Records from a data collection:
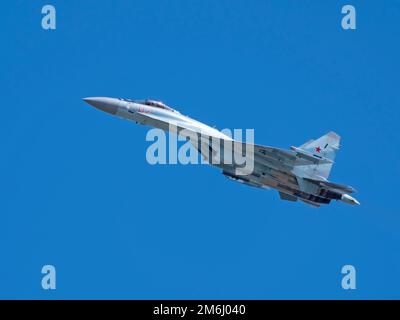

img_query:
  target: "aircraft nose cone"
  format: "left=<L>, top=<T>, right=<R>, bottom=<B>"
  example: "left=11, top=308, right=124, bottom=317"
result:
left=83, top=97, right=119, bottom=115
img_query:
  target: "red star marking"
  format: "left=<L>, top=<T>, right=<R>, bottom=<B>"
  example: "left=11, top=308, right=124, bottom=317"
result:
left=315, top=146, right=321, bottom=153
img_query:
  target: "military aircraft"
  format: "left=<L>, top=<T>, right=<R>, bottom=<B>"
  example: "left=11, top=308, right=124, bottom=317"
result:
left=83, top=97, right=359, bottom=207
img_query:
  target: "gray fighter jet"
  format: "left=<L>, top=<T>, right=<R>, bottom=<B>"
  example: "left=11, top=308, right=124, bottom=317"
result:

TASK:
Output each entry above word for word. The pictures stay out.

SOLUTION TO THE EXERCISE:
img_query:
  target: "aircraft nose cone"
  format: "left=<L>, top=<T>, right=<R>, bottom=<B>"
  example: "left=11, top=308, right=124, bottom=317"
result:
left=83, top=97, right=119, bottom=115
img_query:
  target: "red star marking"
  format: "left=<L>, top=<T>, right=<R>, bottom=<B>"
  example: "left=11, top=308, right=124, bottom=317"
result:
left=315, top=146, right=321, bottom=153
img_query:
  target: "military aircraft"
  format: "left=<L>, top=<T>, right=<R>, bottom=<B>"
  example: "left=11, top=308, right=124, bottom=317"
result:
left=83, top=97, right=359, bottom=207
img_query:
  target: "gray fighter jet"
  format: "left=<L>, top=<T>, right=<R>, bottom=<B>"
  example: "left=11, top=308, right=124, bottom=317"
result:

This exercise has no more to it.